◆ **Requisitos do problema**
Reproduza, sem nenhuma alteração, o trecho do texto sobre os elementos Fogo e Terra que fica entre "Qualidades: Fria e" e "concreta da Terra.", incluindo ambos.

◆ **Fonte**
******

Qualidades: Quente e Seca

Energia alta, rápida e grande talento para desfazer conexões. Não há quem não saiba o quanto o Fogo é de extrema necessidade para o homem. Aquece seu alimento, sua casa e oferece conforto. Transforma, funde, mas também é um elemento perigoso se estiver fora do nosso controle, podendo causar danos irreparáveis. Em outras palavras, o elemento Fogo representa a força do espírito. É o desejo da vida, a vontade de ser. Na astrologia, para os signos de Áries, Leão e Sagitário isto significa pressa, impaciência, ação individual, esperança, confiança em si próprio, paixões, desejo de vencer e honestidade. Os signos de Ar abanam as chamas do Fogo, fornecendo-lhes novas ideias, o que torna esses dois elementos compatíveis.

O Elemento TERRA

Qualidades: Fria e Seca

Energia concentrada, lenta e grande talento para desfazer conexões. Touro, Virgem e Capricórnio compõem o elemento Terra. São signos providos de muita paciência e autodisciplina, capazes de alcançar seus ideais com muita persistência. Esses signos tendem a confiar mais no raciocínio prático do que nas inspirações. Os signos deste elemento podem ser bastante cautelosos e convencionais, fazendo-os duvidar das pessoas com mente ágil. Suas principais características são: aplicação, concentração mental, esforço e espírito conservador. Acima de tudo, esses signos devem se preocupar mais em observar o mundo invisível, o mundo que não possui a forma concreta da Terra.

******

◆ **Material fornecido**

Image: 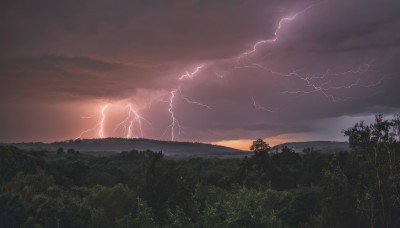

******

◆ **A solução**
Qualidades: Fria e Seca

Energia concentrada, lenta e grande talento para desfazer conexões. Touro, Virgem e Capricórnio compõem o elemento Terra. São signos providos de muita paciência e autodisciplina, capazes de alcançar seus ideais com muita persistência. Esses signos tendem a confiar mais no raciocínio prático do que nas inspirações. Os signos deste elemento podem ser bastante cautelosos e convencionais, fazendo-os duvidar das pessoas com mente ágil. Suas principais características são: aplicação, concentração mental, esforço e espírito conservador. Acima de tudo, esses signos devem se preocupar mais em observar o mundo invisível, o mundo que não possui a forma concreta da Terra.